Information supplied =
•••

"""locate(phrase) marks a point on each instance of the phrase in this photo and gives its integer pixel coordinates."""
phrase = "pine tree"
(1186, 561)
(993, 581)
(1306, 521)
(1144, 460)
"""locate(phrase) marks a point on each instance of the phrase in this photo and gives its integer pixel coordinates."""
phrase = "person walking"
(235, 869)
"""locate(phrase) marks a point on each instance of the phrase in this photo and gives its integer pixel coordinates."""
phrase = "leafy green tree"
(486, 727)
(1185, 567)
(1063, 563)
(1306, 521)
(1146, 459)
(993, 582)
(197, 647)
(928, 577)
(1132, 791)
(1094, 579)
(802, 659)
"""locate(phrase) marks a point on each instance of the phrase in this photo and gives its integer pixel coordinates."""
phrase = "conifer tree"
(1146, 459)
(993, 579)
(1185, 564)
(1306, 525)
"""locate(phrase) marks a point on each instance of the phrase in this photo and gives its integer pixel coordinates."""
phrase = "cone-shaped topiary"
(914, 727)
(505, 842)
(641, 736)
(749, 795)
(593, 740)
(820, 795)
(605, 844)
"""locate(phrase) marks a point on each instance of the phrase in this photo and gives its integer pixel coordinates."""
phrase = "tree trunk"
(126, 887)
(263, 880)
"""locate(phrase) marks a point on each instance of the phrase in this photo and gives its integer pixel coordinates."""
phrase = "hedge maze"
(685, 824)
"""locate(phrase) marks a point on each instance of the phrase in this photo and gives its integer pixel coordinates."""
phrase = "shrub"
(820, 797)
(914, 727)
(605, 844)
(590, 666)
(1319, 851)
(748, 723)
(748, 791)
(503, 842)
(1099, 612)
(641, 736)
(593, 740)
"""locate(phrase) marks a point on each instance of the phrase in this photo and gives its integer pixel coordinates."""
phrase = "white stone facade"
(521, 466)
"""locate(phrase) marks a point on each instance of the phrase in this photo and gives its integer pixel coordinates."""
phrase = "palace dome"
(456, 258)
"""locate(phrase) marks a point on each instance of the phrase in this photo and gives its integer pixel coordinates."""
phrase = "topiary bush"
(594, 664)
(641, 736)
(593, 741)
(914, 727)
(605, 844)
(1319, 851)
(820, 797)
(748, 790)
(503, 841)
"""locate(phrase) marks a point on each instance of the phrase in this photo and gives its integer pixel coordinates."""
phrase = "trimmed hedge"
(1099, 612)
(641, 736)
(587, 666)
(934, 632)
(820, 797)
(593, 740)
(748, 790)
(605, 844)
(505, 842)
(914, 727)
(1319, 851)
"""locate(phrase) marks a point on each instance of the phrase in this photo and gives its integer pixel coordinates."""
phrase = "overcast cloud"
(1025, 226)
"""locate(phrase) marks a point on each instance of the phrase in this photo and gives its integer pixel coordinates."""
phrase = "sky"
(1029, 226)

•••

What you need to do = Here the job is to restate all of the data word for word.

Response =
"""locate(phrase) marks a point on each instance of the phrase in this photo and gives its integer pixel coordinates."""
phrase = "pine tree"
(1186, 561)
(993, 581)
(1306, 521)
(1144, 460)
"""locate(phrase) marks a point on each instance of the phrase in this photo and gives its integer pixel coordinates."""
phrase = "person walking"
(235, 869)
"""locate(phrase) marks a point on each instance of the phrase in this photo and gives its integer pixel coordinates."""
phrase = "leafy green tree"
(486, 727)
(1185, 567)
(1063, 563)
(1306, 521)
(1146, 459)
(993, 582)
(197, 647)
(928, 577)
(1132, 791)
(1094, 579)
(802, 659)
"""locate(phrase) marks a point on each instance of the phrase in this photo and gives its integer pixel coordinates."""
phrase = "conifer tree"
(1146, 459)
(993, 579)
(1185, 564)
(1306, 525)
"""locate(phrase) marks a point on each instance of the phrase in this photo and gives its integer pixel coordinates."""
phrase = "cone-shaped topiary"
(914, 727)
(505, 842)
(641, 736)
(749, 795)
(593, 740)
(820, 795)
(605, 844)
"""locate(phrase) marks a point on each instance of the phrase in this photo and gives its integer pixel coordinates."""
phrase = "tree trunk"
(126, 887)
(263, 880)
"""locate(phrase) marks a point on each instance of the phrase in this photo and gives its integer pixel coordinates."""
phrase = "hedge maze"
(685, 824)
"""locate(phrase) marks a point on each instance of the phrase in this photo and gives its integer pixel coordinates."""
phrase = "shrub"
(820, 797)
(914, 727)
(605, 844)
(590, 666)
(1319, 851)
(748, 723)
(748, 791)
(503, 842)
(1099, 612)
(641, 736)
(593, 740)
"""locate(phrase) marks a point on each instance of the phrase in this photo and gives its integer pixel coordinates."""
phrase = "white stone facade"
(521, 466)
"""locate(phrase) marks a point on each instance of the phrase in this photo and gives its integer pixel coordinates."""
phrase = "palace dome"
(456, 258)
"""locate(phrase) marks a point on each instance of the phrase in this photo and gives its integer pixel coordinates."""
phrase = "topiary bush"
(594, 664)
(641, 736)
(593, 741)
(914, 727)
(605, 844)
(1319, 851)
(820, 797)
(748, 790)
(503, 841)
"""locate(phrase) marks a point on each instance of the phrase in this photo and gives its integer pixel coordinates."""
phrase = "trimmed hedge"
(1099, 612)
(641, 736)
(587, 666)
(934, 632)
(820, 797)
(593, 740)
(748, 790)
(605, 844)
(505, 842)
(914, 727)
(1319, 851)
"""locate(phrase) marks a point on each instance of the phrase in this photo and gives its integer pixel coordinates."""
phrase = "overcast cloud"
(1025, 226)
"""locate(phrase) marks a point on each instance of the phrase in this photo and gives its integer pixel coordinates."""
phrase = "sky"
(1029, 226)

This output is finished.